Brief — Output every line of the data below word for word, omitting the pictures.

Data excerpts —

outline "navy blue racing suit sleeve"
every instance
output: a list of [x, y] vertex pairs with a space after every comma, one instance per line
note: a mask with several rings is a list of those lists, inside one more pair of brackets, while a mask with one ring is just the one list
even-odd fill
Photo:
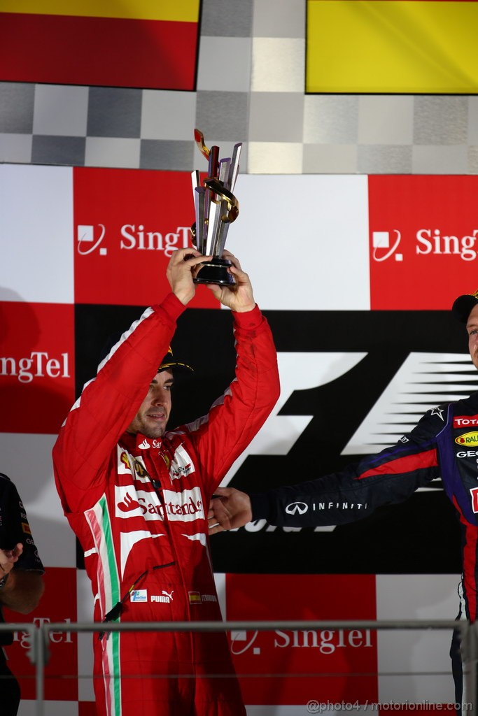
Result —
[[376, 455], [315, 480], [252, 495], [252, 519], [289, 527], [340, 525], [402, 502], [440, 476], [436, 436], [444, 427], [440, 411], [429, 410], [411, 432]]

Task response —
outline "navy blue racing suit sleeve"
every instance
output: a list of [x, y] vertex pairs with a space after every comma, one instance per line
note: a mask with several rings is a list of those lists, inside one more pair of brackets, while a mask with one ring is just the one list
even-odd fill
Photo:
Result —
[[376, 455], [315, 480], [252, 495], [252, 519], [289, 527], [340, 525], [402, 502], [440, 476], [436, 436], [444, 427], [440, 411], [429, 410], [411, 432]]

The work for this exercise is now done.